Do this.
Copy out every one of the rows below word for word, keeping each line in its original order.

Records for this task.
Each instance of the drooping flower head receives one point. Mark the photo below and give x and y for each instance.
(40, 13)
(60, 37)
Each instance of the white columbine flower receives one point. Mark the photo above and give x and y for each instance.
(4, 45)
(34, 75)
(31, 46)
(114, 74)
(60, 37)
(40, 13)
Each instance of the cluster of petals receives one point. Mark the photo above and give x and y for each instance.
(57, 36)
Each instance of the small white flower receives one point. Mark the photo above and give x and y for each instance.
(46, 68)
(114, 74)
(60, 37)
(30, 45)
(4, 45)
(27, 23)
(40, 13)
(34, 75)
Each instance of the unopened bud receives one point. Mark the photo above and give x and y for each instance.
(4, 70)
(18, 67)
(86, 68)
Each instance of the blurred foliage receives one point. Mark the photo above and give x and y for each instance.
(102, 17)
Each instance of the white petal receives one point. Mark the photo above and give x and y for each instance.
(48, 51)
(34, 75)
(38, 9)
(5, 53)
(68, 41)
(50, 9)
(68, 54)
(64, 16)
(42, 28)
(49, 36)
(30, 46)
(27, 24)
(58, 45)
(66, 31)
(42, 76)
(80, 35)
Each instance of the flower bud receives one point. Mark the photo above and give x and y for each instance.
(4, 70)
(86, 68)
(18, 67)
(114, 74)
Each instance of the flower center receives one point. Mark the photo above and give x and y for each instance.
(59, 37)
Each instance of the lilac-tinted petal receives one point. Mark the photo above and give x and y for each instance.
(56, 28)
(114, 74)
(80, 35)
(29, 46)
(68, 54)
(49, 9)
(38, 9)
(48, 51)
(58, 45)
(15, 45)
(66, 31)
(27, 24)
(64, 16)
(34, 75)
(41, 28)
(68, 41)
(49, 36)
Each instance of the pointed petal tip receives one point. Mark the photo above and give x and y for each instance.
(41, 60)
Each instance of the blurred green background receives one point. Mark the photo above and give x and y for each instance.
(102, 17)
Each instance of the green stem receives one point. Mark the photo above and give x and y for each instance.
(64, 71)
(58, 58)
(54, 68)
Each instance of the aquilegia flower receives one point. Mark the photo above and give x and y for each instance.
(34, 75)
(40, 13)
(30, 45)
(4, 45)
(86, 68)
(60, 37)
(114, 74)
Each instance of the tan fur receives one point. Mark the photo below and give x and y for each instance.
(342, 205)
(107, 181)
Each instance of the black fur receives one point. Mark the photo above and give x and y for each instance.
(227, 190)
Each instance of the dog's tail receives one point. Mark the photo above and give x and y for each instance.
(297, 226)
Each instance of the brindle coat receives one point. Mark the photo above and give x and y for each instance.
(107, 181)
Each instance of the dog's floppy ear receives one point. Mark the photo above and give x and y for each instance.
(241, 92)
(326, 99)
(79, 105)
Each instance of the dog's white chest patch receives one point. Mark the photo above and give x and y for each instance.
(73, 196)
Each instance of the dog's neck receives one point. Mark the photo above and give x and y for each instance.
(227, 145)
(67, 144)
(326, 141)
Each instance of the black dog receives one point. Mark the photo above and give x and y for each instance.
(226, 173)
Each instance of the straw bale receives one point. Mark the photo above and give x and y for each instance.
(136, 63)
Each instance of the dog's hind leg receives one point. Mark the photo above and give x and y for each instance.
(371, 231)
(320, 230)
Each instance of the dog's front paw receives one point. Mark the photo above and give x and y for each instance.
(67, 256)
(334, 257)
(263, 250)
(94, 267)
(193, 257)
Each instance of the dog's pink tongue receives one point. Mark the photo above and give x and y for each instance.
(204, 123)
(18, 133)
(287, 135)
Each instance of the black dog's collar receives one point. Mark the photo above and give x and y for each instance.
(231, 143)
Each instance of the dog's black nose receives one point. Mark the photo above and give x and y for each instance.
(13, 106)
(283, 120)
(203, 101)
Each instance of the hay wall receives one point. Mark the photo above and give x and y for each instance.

Worked answer.
Each instance of the drooping flower head receives one point. Mark the photo below and give x and y for each instance.
(40, 13)
(60, 37)
Each instance of the white columbine flower receives one point. Mark the photo above and give x and y for each instance.
(4, 45)
(34, 75)
(31, 46)
(114, 74)
(60, 37)
(40, 13)
Each instance of the cluster of petals receives one point. Mark the photo above and give x and y for each instance.
(57, 36)
Each instance of the small white flower receives one point. Mark the photo above and give x and y for each instance.
(46, 68)
(114, 74)
(60, 37)
(30, 45)
(4, 45)
(27, 23)
(40, 13)
(34, 75)
Each instance of the unopened bud receives one point. Mark the photo above and give x and y for each instance.
(4, 70)
(18, 67)
(86, 68)
Each instance of the blurred foliage receives one point. Mark the photo above and give x and y for each instance.
(102, 17)
Each instance of the white petal receives one point. Mark the photo above and give x and y for each instance.
(48, 51)
(34, 75)
(38, 9)
(5, 53)
(68, 41)
(50, 9)
(68, 54)
(64, 16)
(42, 28)
(49, 36)
(30, 46)
(27, 24)
(58, 45)
(66, 31)
(42, 76)
(80, 35)
Each instance of the flower bud receives one point. Mark the photo above and give x and y for each instance.
(4, 70)
(86, 68)
(18, 67)
(114, 74)
Each instance of the flower center receives one point. Mark the photo above and give x and y for each instance.
(59, 37)
Each instance of the lilac-tinted petal receives one point. Mark the photo above and give x and y for each instance.
(56, 28)
(114, 74)
(80, 35)
(29, 46)
(68, 54)
(49, 9)
(38, 9)
(48, 51)
(58, 45)
(15, 45)
(66, 31)
(27, 24)
(64, 16)
(34, 75)
(41, 28)
(68, 41)
(49, 36)
Each instance of the pointed petal tip receives one point. Mark the photo above and give x and y for each instance.
(41, 60)
Each instance of the blurred green background receives one point. Mark the photo above and give x and y for each instance.
(102, 17)
Each instance of the green stem receives one point. Mark the photo above and give x and y for each instance.
(64, 71)
(58, 58)
(54, 68)
Each instance of the aquilegia flower receives one point. Mark the photo above and give x and y for each instance.
(34, 75)
(40, 13)
(30, 45)
(4, 45)
(86, 68)
(60, 37)
(114, 74)
Each instance of the tan fur receives one point. Mark the photo below and give x and y for each instance.
(342, 205)
(107, 181)
Each instance of the black fur receives one point. Mark the photo above and give x and y for each instance.
(227, 190)
Each instance of the dog's tail receives one point. Mark the photo above and give x and y for each instance.
(297, 226)
Each instance of the brindle coat receives one point. Mark the photo above and give x and y for each instance.
(107, 181)
Each instance of the dog's floppy ear receives one point. Mark the photo above and give x and y for each instance.
(241, 92)
(326, 99)
(79, 105)
Each instance of the dog's white chest patch receives one point. Mark the photo above and give x and y for each instance.
(73, 196)
Each instance of the dog's neck receives one point. Mark the photo above and give x and y for each instance.
(227, 145)
(67, 144)
(326, 141)
Each instance of the black dog receives one point. Mark the photo above and give x and y for each instance.
(226, 173)
Each instance of the straw bale receives one point. Mark the photo above and give x and y for each instance.
(136, 63)
Each instance of the dog's hind leg receives one point. Mark the photo above and give x and y for each instance.
(371, 231)
(320, 230)
Each instance of the dog's front paw receives one point. Mark the photo above and give x and y for each instance.
(67, 256)
(334, 257)
(263, 250)
(94, 267)
(193, 257)
Each instance of the dog's pink tongue receives one point. Mark the photo above and give x and y for each instance.
(204, 123)
(18, 133)
(287, 135)
Each instance of the black dog's collar receives one point. Mark the photo above and give x and y for each instance.
(231, 143)
Each instance of the dog's black nose receives one point. Mark the photo above and give x and y for each instance.
(13, 106)
(283, 120)
(203, 101)
Each instance of the hay wall receives one point. Mark the photo above and give x and y for each instance.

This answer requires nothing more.